* _THE TASK_
Which lines in the records below contain the word "leaf"? Report each of them.

Image point grounding data
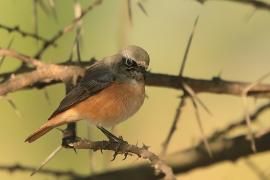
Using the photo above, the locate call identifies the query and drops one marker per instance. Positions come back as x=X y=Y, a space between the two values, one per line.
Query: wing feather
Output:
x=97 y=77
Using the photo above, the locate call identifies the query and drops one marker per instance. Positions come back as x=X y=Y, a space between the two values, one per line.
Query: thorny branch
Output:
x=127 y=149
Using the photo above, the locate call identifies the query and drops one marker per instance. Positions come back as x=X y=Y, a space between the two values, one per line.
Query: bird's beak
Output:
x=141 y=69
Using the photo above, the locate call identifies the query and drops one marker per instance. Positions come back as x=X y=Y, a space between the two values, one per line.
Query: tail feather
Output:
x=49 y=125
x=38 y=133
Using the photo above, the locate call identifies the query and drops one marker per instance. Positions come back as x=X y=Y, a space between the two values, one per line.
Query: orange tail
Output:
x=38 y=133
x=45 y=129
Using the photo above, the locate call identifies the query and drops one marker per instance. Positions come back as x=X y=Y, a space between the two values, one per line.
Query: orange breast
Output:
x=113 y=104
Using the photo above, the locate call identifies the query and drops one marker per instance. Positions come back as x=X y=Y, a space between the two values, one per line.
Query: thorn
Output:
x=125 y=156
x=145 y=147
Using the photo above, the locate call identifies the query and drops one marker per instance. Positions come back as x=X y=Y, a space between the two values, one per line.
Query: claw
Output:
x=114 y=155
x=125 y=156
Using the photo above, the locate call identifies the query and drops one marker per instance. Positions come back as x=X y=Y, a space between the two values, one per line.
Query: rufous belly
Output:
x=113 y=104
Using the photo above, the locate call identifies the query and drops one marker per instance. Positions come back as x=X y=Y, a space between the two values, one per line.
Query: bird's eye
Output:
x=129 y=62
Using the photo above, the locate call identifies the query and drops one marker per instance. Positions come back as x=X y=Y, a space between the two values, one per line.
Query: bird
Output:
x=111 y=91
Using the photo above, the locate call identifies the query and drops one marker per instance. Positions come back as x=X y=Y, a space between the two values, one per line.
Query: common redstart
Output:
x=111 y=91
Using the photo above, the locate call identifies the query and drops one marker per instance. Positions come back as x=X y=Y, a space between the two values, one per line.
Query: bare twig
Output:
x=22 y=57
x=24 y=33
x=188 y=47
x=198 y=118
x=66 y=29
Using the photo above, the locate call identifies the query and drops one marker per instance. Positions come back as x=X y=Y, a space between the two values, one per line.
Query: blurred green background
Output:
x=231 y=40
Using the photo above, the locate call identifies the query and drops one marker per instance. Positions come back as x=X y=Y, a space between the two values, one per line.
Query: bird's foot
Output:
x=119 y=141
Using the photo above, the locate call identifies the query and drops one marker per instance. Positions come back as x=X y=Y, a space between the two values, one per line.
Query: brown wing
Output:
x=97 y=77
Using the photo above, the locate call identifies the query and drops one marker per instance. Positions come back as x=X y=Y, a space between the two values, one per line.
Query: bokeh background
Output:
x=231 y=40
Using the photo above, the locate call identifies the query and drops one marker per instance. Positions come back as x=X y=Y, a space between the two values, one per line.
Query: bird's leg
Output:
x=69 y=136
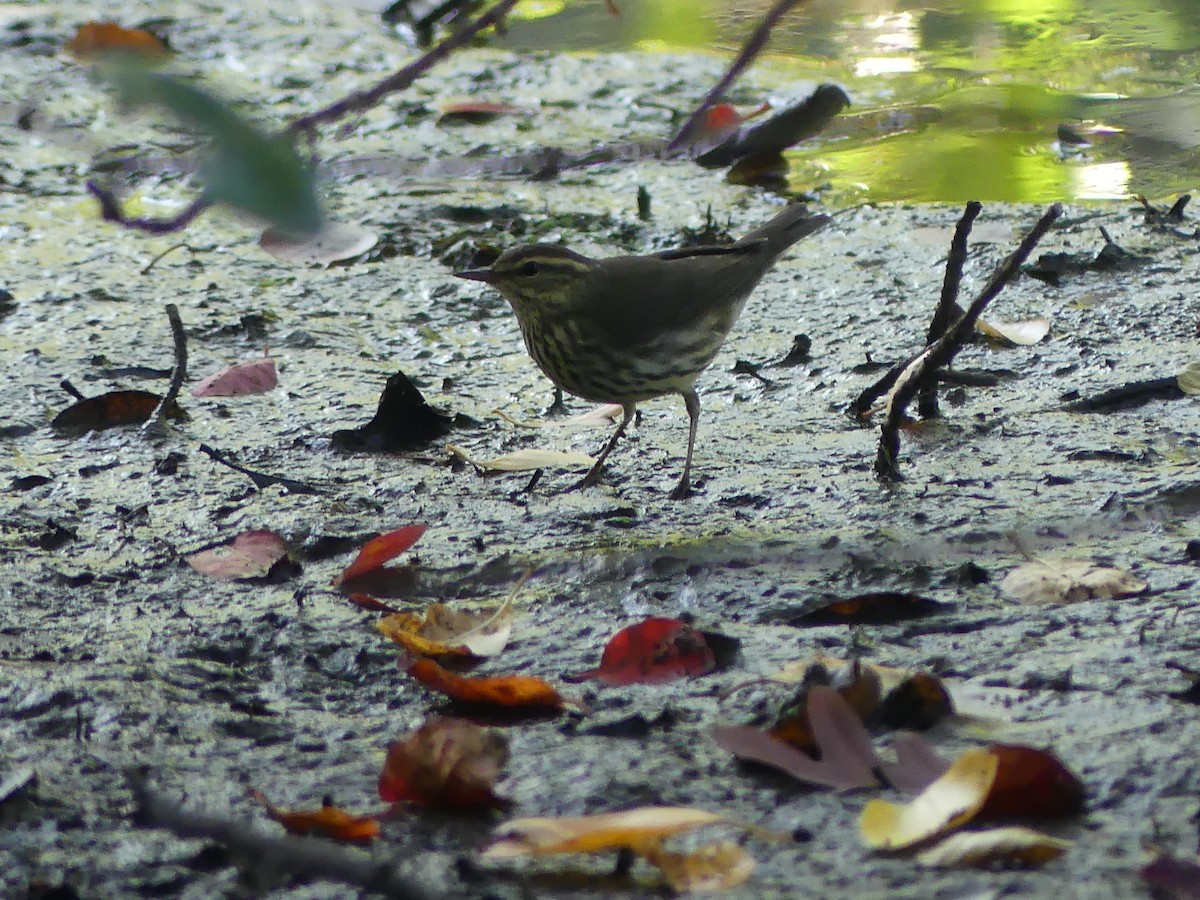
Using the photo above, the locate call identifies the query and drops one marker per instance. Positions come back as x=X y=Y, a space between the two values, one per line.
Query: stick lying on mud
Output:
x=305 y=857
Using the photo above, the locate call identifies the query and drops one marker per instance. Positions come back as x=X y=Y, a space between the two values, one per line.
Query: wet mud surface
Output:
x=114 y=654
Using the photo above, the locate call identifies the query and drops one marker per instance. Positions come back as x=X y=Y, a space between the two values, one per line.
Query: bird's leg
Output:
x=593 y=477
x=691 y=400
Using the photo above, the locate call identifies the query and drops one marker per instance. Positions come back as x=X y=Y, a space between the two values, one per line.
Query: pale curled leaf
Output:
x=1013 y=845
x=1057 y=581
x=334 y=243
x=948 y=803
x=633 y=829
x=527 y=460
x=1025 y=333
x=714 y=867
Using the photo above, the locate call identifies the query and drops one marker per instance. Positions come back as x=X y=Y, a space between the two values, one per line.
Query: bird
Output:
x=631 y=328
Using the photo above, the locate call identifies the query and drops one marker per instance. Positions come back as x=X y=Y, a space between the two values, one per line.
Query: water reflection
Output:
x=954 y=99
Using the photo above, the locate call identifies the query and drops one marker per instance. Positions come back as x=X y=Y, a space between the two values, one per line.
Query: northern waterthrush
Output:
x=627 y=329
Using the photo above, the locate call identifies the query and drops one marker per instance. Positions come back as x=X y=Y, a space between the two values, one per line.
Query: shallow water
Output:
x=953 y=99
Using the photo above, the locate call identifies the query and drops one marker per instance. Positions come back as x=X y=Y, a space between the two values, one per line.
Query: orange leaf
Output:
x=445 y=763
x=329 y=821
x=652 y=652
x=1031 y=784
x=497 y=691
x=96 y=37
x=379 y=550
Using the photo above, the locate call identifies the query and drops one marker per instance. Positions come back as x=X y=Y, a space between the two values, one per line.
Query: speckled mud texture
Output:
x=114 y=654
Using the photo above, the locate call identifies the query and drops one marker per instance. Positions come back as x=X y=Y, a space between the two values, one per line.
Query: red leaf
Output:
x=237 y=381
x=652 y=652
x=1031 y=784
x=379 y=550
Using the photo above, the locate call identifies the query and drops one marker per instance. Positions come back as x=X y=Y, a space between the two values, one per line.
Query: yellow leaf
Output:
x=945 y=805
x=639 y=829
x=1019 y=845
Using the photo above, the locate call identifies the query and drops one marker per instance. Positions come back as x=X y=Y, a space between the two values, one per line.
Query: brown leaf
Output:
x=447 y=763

* _EXERCISE OUTPUT_
Query: pale curled leaf
Query: orange leaf
Query: red leaf
Query: yellow leaf
Query: brown leaf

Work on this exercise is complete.